_MATERIAL FOR THE TASK_:
↓
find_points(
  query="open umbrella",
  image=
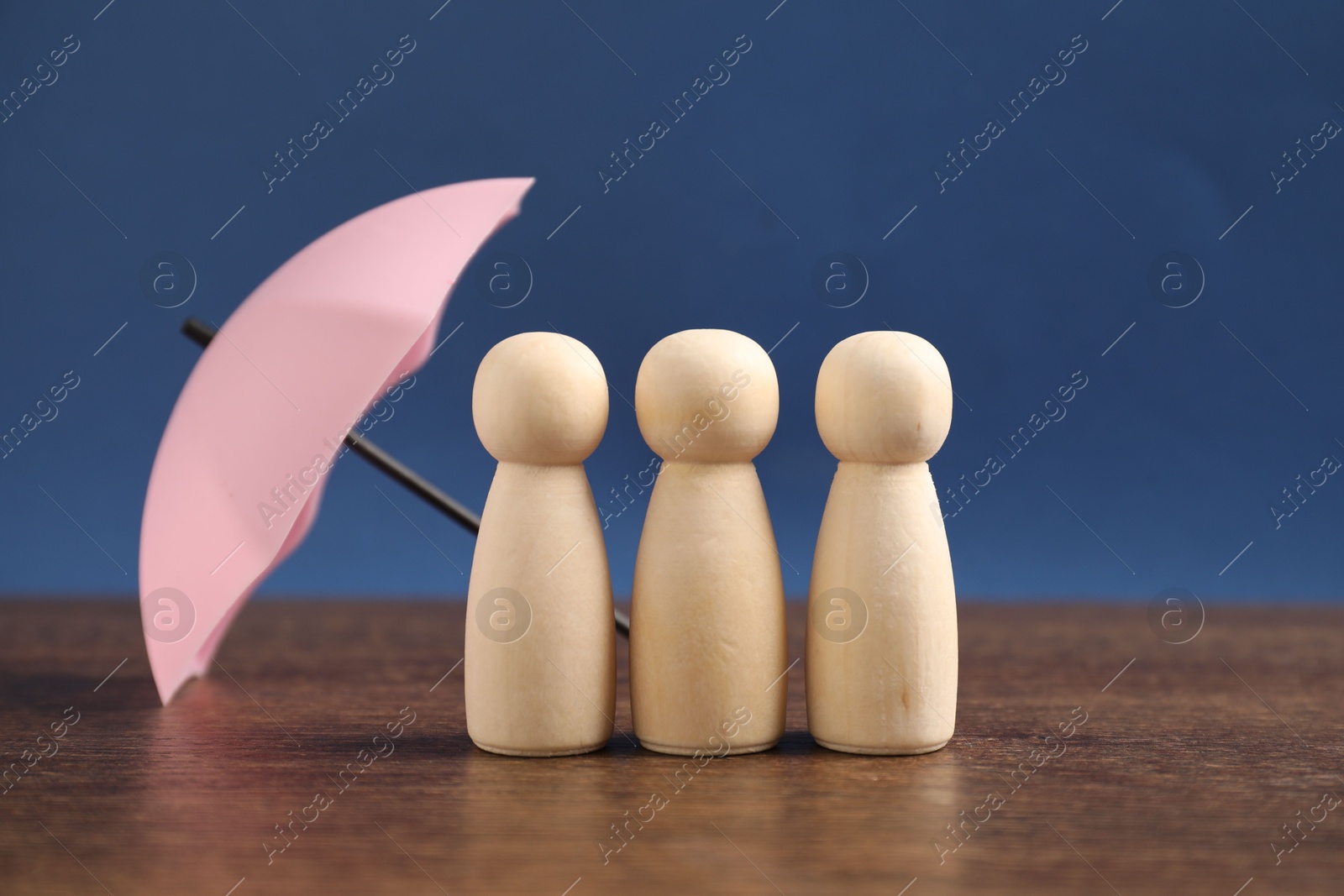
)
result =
(245, 456)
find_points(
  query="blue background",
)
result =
(1021, 271)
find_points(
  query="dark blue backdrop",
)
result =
(826, 141)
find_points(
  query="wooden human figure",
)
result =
(707, 631)
(882, 616)
(541, 640)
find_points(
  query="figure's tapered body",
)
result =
(882, 621)
(541, 640)
(707, 627)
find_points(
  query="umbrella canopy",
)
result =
(245, 456)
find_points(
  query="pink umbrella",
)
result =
(245, 456)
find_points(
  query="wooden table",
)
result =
(1189, 762)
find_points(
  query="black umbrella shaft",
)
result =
(201, 332)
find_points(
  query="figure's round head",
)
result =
(539, 398)
(707, 396)
(884, 398)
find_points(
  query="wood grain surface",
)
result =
(1189, 765)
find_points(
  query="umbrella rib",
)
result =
(202, 333)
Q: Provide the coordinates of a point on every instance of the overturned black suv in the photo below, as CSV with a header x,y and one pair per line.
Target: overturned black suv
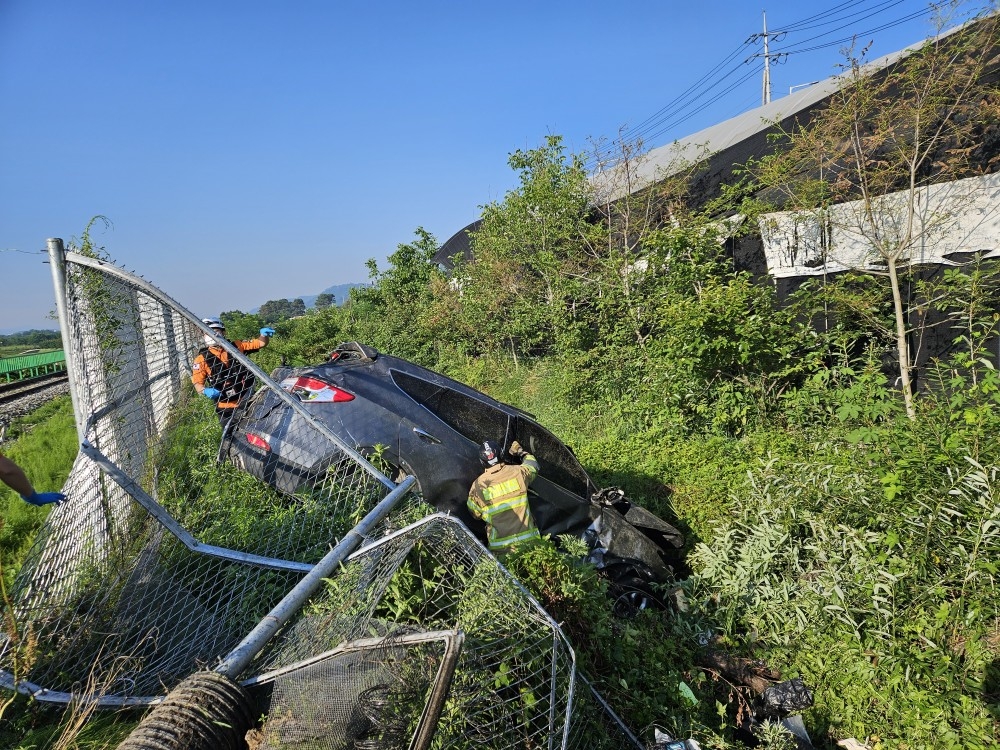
↑
_WHAT IS EXPECTED_:
Leaving the pictures behind, return every line above exactly.

_ANSWER TO THE EXERCISE_:
find_points(
  query="open umbrella",
  image=
)
result =
(245, 456)
find_points(
  query="blue background",
)
result =
(1021, 271)
find_points(
  query="dark blue backdrop",
)
result =
(826, 141)
find_points(
  query="wooden human figure",
)
result =
(707, 631)
(882, 616)
(541, 640)
find_points(
  query="figure's tapered body",
)
result =
(882, 621)
(541, 640)
(707, 627)
find_points(
  query="umbrella canopy",
)
result =
(245, 456)
find_points(
  query="pink umbrella",
)
result =
(245, 456)
find_points(
  query="wooden table",
)
result =
(1189, 762)
find_points(
  query="black umbrella shaft",
)
result =
(201, 332)
find_points(
  query="figure's round head",
)
result =
(539, 398)
(707, 396)
(884, 398)
find_points(
  query="wood grain surface",
)
result =
(1189, 765)
find_points(
  query="umbrella rib",
)
result =
(202, 333)
Q: Provide the coordinates of a point on every instance of the overturned black suv in the photo below, as CSV with a header x,y and one pair per line.
Target: overturned black suv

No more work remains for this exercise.